WHAT THE TASK ASKS: List every line of the entries below that contains the word "sidewalk", copying each one in full.

○ ○ ○

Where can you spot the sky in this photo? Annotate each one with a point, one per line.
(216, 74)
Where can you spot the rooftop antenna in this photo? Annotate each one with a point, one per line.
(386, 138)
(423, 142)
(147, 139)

○ ○ ○

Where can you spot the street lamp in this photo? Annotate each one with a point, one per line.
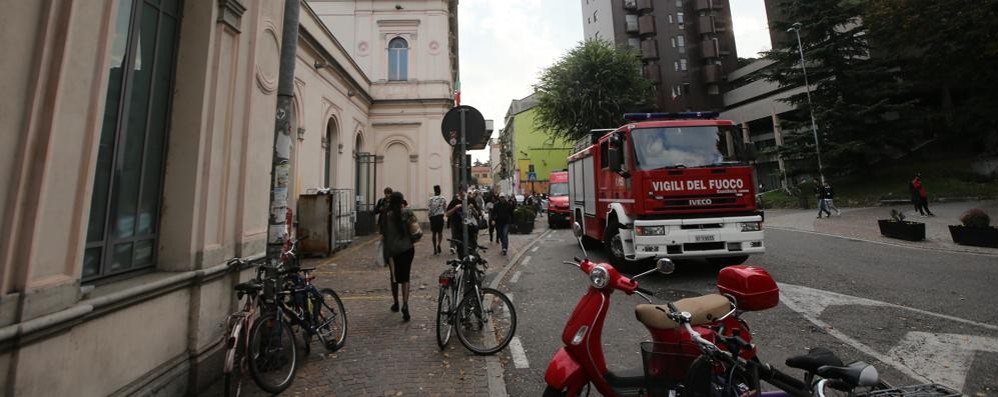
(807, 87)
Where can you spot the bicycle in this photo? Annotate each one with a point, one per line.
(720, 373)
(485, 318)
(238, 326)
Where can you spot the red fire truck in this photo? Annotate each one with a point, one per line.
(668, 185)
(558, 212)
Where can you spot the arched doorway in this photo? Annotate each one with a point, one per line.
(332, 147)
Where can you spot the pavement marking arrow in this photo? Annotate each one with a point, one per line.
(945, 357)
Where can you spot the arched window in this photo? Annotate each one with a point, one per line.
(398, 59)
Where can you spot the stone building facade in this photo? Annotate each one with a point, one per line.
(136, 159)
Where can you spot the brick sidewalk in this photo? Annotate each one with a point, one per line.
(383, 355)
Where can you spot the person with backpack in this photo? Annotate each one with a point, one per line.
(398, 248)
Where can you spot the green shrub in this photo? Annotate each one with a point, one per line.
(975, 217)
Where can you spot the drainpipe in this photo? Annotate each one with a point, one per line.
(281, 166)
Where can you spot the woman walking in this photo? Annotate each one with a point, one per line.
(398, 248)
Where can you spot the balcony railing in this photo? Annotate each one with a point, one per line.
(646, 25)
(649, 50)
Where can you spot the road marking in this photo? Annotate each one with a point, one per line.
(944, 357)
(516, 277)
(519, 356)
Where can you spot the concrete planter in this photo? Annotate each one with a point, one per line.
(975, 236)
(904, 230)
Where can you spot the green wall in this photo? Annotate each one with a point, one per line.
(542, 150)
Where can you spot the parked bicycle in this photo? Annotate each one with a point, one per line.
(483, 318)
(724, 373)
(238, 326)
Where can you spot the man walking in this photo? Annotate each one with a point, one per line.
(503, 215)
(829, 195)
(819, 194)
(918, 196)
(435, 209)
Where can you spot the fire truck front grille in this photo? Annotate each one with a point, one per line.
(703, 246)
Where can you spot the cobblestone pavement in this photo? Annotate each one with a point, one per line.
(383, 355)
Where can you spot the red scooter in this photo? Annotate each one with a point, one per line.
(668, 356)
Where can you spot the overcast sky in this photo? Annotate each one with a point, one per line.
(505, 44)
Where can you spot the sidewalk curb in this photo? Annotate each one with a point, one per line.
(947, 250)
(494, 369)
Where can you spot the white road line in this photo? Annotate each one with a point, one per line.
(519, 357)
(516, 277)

○ ○ ○

WRITTEN ANSWER:
Where can you spot the brick sidewalk in this photo? Annotate each one with a point, one per line.
Where can you spot the sidewalk curb in this photo? Annotate each one with a point, one per line.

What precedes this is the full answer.